▶ **Assignment**: A verbatim copy of every record is needed.

▶ **Given data**:
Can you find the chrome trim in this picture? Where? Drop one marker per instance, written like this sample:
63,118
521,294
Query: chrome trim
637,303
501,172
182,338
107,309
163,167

▶ **Response**:
Can you find the chrome trim in this picture? Where? Drop one marker per instance, written like this sample:
63,118
521,294
Query: chrome trim
637,303
501,172
182,338
107,309
163,167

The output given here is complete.